WHAT TO WORK ON: Retype the whole of the data exactly.

Recorded data
((
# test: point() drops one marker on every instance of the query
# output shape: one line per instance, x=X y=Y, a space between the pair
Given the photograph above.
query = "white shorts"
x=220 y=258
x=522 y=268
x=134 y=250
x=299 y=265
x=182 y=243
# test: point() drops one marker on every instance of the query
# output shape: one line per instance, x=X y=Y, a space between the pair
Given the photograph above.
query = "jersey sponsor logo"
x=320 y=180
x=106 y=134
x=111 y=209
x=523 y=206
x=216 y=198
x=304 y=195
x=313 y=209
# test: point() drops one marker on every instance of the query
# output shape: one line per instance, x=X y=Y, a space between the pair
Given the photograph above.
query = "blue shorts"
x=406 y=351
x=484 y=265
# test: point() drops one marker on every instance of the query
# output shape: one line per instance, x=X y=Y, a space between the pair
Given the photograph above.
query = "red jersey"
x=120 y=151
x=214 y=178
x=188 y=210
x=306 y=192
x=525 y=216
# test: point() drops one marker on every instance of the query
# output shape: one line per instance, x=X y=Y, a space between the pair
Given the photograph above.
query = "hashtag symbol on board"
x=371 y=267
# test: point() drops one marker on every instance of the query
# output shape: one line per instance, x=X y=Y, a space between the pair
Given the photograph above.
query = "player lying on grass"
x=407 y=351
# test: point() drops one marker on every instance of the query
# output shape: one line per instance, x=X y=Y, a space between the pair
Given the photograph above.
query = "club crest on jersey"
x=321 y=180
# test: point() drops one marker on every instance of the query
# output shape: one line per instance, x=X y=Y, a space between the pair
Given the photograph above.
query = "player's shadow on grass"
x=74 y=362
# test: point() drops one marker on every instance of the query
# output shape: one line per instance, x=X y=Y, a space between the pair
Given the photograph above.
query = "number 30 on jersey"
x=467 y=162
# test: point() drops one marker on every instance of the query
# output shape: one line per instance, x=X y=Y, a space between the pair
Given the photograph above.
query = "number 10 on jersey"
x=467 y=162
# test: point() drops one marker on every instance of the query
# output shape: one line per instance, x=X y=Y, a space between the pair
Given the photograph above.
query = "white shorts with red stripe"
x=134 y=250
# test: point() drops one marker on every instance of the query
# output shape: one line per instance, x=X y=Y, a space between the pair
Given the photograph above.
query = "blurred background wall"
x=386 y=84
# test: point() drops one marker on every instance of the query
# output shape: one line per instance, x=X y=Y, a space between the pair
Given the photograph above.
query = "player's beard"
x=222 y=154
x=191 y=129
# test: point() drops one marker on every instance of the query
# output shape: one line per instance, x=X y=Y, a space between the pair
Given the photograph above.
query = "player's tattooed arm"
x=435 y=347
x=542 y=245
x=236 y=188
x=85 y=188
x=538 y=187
))
FINISHED TASK:
# test: point() drops one marker on every instance of the query
# output shape: one line per instance, x=X y=Y, a space between the pair
Given the photograph above.
query = "white shorts"
x=220 y=258
x=522 y=268
x=134 y=250
x=299 y=265
x=182 y=243
# test: point() drops one marker on every instance of the query
# output shape: one line per instance, x=X y=Y, a space between the pair
Given the photograph above.
query = "jersey sponsor logo"
x=320 y=180
x=106 y=134
x=111 y=209
x=523 y=206
x=216 y=198
x=304 y=195
x=313 y=209
# test: point() drops one marker on every instance of the query
# output shape: one line per instance, x=X y=Y, a space between the pair
Given the photograph above.
query = "blue shorts"
x=406 y=351
x=484 y=265
# test: point() drops one marker on every instance of the query
# output shape: one line per instance, x=X y=Y, a space between the pair
Given the photograph above.
query = "red jersey"
x=120 y=151
x=214 y=178
x=188 y=210
x=306 y=192
x=525 y=216
# test: point() drops one marker on every instance of the query
# output shape: one line per instance, x=X y=Y, a space between the pair
Given the photograph above.
query = "hashtag symbol on board"
x=371 y=267
# test: point() drops one marker on every instance of the query
# output shape: one line per instance, x=X y=Y, a space between the pair
Given the photograph above.
query = "player lying on grass"
x=407 y=351
# test: point() drops one marker on every instance of the query
# output shape: one line per instance, x=X y=Y, a space between the pair
Given the photograph above.
query = "club crest on jersey"
x=321 y=180
# test: point() drops one marker on every instance of the query
# output shape: one line per instance, x=X y=Y, a space between the pair
Given the photograph above.
query = "player's shadow on grass"
x=74 y=362
# test: point() drops one marker on every instance of the query
# output shape: one line per instance, x=X y=Y, a space between the pair
Given the photograph above.
query = "number 30 on jersey"
x=467 y=162
# test: point() drops one marker on every instance of the query
# output shape: one line per instance, x=X y=Y, a space between the pair
Given the photograph above.
query = "number 10 on jersey"
x=467 y=162
# test: point() drops one marker on every instance of the query
# output shape: one line per instance, x=X y=Y, a space between the pair
Given the photograph above.
query = "white shorts with red stripe"
x=134 y=250
# test: point() drops one marker on every instance of the query
# output shape: one line per instance, x=X y=Y, a space between the pair
Given the photograph above.
query = "blurred background wall"
x=386 y=84
# test: point() drops one marker on every instance of the query
# output shape: one line per instance, x=X y=Y, a space between the pair
Given the photograph above.
query = "player's beard"
x=222 y=154
x=191 y=129
# test: point() drops one marker on every instance of the query
# output shape: one line per instance, x=X y=Y, a space between the pair
Given the photograph above.
query = "player's tattooed arm"
x=435 y=347
x=542 y=245
x=236 y=188
x=85 y=188
x=538 y=187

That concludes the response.